* Document passage *
__________________________________________________

POIGEM: A Programming-Oriented Instruction Level GPU Energy Model for CUDA Program

  • Qi Zhao
  • Hailong Yang
  • Zhongzhi Luan
  • Depei Qian
Part of the Lecture Notes in Computer Science book series (LNCS, volume 8285)


GPU architectures tend to be increasingly important in multi-core era nowadays due to their formidable computational horsepower. With the assistant of effective programming paradigms as CUDA, GPUs are widely adopted to accelerate scientific applications. Meanwhile, the surging energy consumption by GPUs becomes a major challenge to both GPU architects and programmers. In addition to the efforts designing energy efficient GPU architecture, comprehensive understanding on how programming affects the energy consumption of GPU application is also indispensable from the programmer perspective.

__________________________________________________

* Material *
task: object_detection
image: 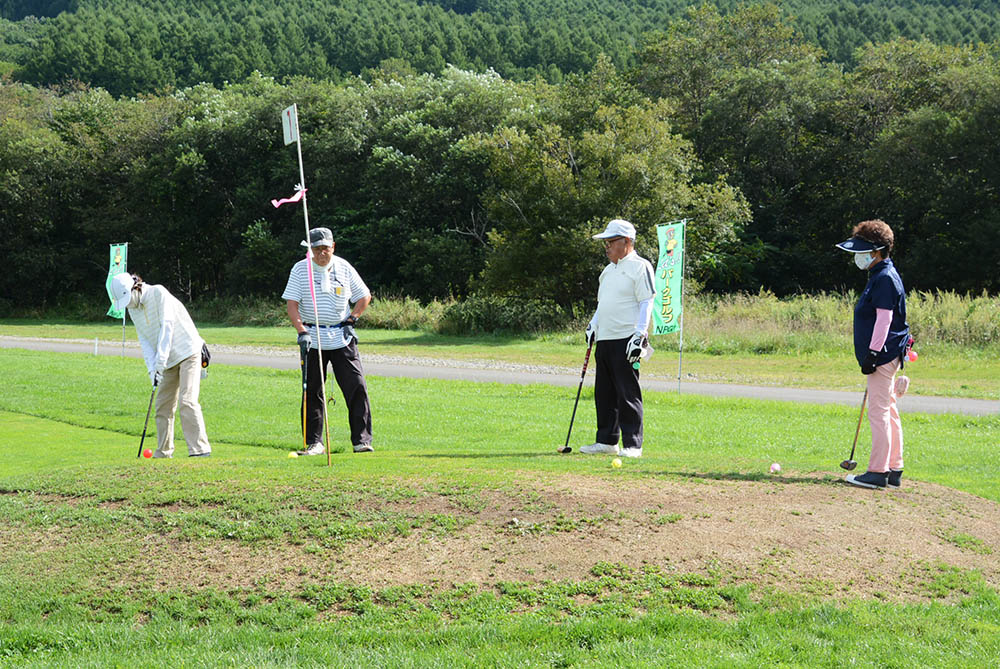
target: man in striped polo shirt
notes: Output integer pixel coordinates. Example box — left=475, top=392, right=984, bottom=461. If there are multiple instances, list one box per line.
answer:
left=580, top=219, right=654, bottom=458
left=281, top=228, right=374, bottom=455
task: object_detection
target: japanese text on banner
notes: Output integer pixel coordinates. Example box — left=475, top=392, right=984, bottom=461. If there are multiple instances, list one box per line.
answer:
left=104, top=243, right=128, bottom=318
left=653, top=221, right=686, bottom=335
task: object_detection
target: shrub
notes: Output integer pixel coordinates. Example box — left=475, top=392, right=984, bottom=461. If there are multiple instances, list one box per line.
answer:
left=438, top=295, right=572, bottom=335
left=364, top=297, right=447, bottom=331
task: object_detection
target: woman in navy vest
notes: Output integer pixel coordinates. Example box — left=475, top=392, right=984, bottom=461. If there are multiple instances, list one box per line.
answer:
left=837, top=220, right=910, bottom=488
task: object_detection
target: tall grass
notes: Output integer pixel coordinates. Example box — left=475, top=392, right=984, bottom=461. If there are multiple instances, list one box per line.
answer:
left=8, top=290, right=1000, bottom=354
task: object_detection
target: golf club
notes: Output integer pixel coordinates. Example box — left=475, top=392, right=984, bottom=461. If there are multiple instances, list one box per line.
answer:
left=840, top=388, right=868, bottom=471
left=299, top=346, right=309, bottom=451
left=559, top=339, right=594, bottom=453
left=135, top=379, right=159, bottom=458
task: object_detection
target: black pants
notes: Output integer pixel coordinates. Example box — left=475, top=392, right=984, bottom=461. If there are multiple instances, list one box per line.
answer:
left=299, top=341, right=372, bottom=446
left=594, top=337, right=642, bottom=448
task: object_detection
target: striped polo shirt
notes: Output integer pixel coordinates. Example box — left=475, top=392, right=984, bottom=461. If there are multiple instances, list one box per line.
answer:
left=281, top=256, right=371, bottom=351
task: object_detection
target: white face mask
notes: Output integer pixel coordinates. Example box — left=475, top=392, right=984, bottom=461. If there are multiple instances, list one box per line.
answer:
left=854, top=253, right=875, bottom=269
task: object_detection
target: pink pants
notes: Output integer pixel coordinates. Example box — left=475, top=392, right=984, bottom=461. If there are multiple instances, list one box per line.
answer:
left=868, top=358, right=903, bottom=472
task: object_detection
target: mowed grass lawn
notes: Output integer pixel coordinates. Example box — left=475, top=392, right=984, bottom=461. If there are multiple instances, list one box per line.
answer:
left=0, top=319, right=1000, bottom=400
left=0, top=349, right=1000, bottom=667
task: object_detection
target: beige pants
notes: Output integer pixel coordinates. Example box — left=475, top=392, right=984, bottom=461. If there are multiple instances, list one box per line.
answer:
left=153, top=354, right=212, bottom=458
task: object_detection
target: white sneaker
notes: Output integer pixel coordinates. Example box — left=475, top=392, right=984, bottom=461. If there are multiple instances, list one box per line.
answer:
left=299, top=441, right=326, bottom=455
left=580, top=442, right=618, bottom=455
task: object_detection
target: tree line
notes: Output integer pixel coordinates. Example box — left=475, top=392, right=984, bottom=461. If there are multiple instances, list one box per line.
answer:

__________________________________________________

Based on the GPU energy model page:
1. Which book series and volume is the work part of?
2. Which programming paradigm does the text name as helping GPUs accelerate scientific applications?
3. Which two groups face the surging energy consumption by GPUs as a major challenge?

1. Lecture Notes in Computer Science (LNCS), volume 8285.
2. CUDA.
3. GPU architects and programmers.